[EXCERPTED RECORDS]:
---

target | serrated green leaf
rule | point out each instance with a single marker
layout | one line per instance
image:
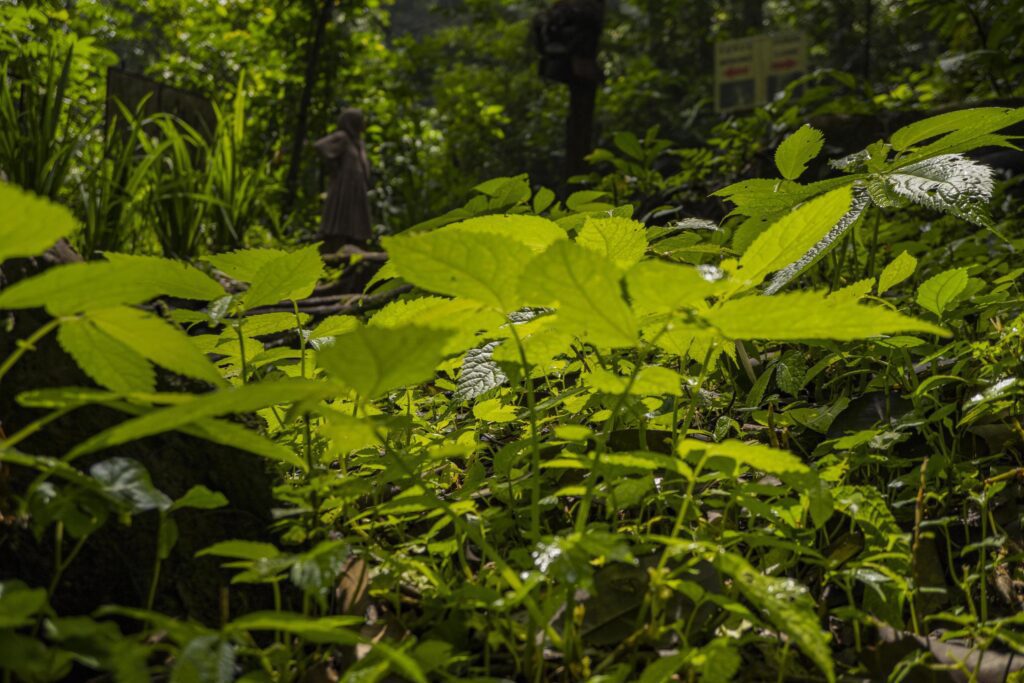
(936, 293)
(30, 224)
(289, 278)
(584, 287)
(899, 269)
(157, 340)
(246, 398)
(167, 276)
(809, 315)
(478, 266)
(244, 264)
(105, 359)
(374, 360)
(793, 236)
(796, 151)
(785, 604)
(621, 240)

---

[EXERCISE OBJECTIVE]:
Word for word, return the records shown above without their pictures.

[FINISHED TASK]:
target | serrated green leaf
rule | point out each instance with a single marker
layout | one line per instance
image:
(936, 293)
(30, 224)
(289, 278)
(584, 287)
(899, 269)
(157, 340)
(246, 398)
(167, 276)
(809, 315)
(478, 266)
(244, 264)
(105, 359)
(374, 360)
(793, 236)
(796, 151)
(785, 604)
(621, 240)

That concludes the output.